Records from a collection
________

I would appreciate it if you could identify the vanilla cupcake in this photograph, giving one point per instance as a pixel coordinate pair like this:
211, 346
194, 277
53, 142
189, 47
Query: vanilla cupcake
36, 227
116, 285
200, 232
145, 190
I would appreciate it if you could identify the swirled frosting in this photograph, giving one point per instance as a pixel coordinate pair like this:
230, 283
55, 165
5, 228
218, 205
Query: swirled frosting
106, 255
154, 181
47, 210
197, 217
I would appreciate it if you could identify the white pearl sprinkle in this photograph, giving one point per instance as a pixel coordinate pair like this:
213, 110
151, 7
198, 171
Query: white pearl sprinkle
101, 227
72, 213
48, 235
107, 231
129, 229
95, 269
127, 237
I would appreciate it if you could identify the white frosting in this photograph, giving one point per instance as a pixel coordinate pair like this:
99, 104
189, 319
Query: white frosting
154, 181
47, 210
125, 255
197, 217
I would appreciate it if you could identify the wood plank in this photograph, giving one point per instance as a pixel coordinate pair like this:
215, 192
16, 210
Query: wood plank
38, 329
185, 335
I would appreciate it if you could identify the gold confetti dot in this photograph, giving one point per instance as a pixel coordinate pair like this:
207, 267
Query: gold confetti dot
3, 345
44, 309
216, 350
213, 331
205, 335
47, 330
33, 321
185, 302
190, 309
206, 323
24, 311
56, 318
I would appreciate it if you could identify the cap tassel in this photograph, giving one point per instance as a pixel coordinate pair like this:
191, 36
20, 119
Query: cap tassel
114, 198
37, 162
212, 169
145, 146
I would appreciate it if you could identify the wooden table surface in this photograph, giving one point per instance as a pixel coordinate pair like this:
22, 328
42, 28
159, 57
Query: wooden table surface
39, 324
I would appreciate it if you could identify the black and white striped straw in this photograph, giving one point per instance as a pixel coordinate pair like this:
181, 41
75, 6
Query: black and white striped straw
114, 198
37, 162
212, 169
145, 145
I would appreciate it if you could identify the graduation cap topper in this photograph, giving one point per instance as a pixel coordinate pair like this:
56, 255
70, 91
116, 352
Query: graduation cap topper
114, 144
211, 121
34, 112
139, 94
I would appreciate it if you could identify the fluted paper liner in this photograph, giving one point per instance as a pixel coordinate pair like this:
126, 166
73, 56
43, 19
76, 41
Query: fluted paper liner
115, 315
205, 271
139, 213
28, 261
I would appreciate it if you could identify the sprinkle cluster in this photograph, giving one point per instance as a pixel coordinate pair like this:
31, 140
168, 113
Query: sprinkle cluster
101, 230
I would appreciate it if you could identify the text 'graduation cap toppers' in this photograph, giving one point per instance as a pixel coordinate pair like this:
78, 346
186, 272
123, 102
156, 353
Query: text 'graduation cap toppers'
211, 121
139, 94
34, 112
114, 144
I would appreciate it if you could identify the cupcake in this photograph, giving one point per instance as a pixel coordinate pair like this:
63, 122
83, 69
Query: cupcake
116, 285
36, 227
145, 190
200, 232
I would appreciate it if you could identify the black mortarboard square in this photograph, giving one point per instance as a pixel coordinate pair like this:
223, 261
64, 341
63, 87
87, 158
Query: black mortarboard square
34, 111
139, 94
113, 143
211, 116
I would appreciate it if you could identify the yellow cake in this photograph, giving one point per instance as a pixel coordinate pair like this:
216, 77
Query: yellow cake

________

▸ PROBLEM TO SOLVE:
Copy out all of the records shown above exactly.

▸ RESULT FOR THIS EXERCISE:
I would appreciate it if you could identify the vanilla cupcake in this photograph, giving one point per instance as a pixel coordinate pair like this:
211, 346
194, 277
53, 142
189, 47
Query: vanilla cupcake
36, 227
116, 285
200, 232
145, 190
I would appreciate it if you could identify the swirled frosting in this photograph, giving one point per instance as a pixel coordinate pair like this:
230, 283
55, 165
5, 228
218, 205
Query: swirled frosting
106, 255
154, 181
47, 210
197, 217
I would appreciate it if you could identify the white pearl sprinkle in this photograph, giving one point per instance as a pixel coordinate pair like this:
213, 110
151, 7
198, 171
Query: white pearl sprinkle
101, 227
72, 213
48, 235
107, 231
129, 229
95, 269
127, 237
I would appreciate it if you could identify the white frosting in this photograph, giving one point per instance as a pixel coordinate pair like this:
99, 104
189, 319
Query: white frosting
154, 181
47, 210
125, 255
197, 217
I would appreciate it if you could identify the wood plank in this photograph, giving one point per instance as a pixel coordinate pair like this:
215, 192
16, 210
Query: wood plank
38, 329
185, 335
I would appreciate it if you could identify the gold confetti dot in this photograph, giving one point per instance as a pixel coordinate pair like this:
207, 267
Query: gold confetti dot
3, 345
44, 309
216, 350
213, 331
205, 335
47, 330
33, 321
185, 302
190, 309
206, 323
24, 311
56, 318
I would appreciate it if you could identify the cap tassel in this photograph, giving one point per instance as a pixel coordinate pair like this:
191, 36
20, 119
Query: cap tassel
114, 198
37, 162
212, 169
145, 146
I would appreciate it if you could identify the wooden table surface in this photograph, giving one point per instance as a pixel coordinate pair like this:
22, 328
42, 28
159, 57
Query: wooden table surface
39, 324
I would appreciate it if you could identify the black and white striped straw in this photograph, giving one point per instance as a pixel coordinate pair like this:
181, 41
75, 6
Query: black and white striped straw
114, 198
37, 162
212, 169
145, 145
I would appreciate it if you could identify the graduation cap topper in this photograph, giving one point per instance as a pixel coordinate pair like this:
56, 255
70, 91
116, 352
Query: graduation cap topper
114, 144
211, 121
34, 112
139, 94
I would appreciate it if you could identify the fluted paper liner in this photograph, giving one point per instance as a pixel coordinate pair like this:
126, 166
73, 56
43, 19
76, 41
Query: fluted paper liner
115, 315
205, 271
139, 213
28, 261
I would appreciate it if you could identify the sprinkle cluster in this photograph, giving one point per instance as a pixel coordinate pair like this:
31, 140
168, 113
Query: sprinkle cluster
101, 230
I would appreciate it if you could identify the text 'graduation cap toppers' in this photograph, giving one point per instance as a pixel coordinate pair like this:
78, 346
186, 272
123, 102
156, 353
Query: text 'graduation cap toppers'
211, 121
139, 94
34, 112
114, 144
I would appreciate it if you could identify the cupcake in this photograph, giving one point per instance as a pixel coordinate pair like this:
63, 122
83, 69
Query: cupcake
116, 285
36, 227
145, 190
200, 232
I would appreciate it if you could identify the black mortarboard square in this photograph, giving one point per instance as a pixel coordinate pair like this:
223, 261
64, 341
63, 87
87, 158
Query: black mortarboard square
34, 111
139, 94
113, 143
211, 116
I would appreciate it if you could identify the yellow cake in this photograph, giving one point per instance as a pixel coordinate pair like this:
216, 77
Query: yellow cake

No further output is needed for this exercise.